■ WHAT YOU WILL DO:
The required output consists solely of the lines from the line containing "Need: one point" through the end of the records, copied exactly.

■ DATA SUPPLIED:
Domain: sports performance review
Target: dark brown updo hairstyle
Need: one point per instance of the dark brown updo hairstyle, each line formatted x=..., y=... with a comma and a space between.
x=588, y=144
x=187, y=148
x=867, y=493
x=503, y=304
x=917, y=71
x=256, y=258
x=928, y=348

■ ANSWER TO THIS TASK:
Need: one point per instance of the dark brown updo hairstyle, each line formatted x=..., y=... with a comma and a space between.
x=588, y=144
x=187, y=148
x=867, y=493
x=503, y=304
x=917, y=71
x=256, y=258
x=928, y=348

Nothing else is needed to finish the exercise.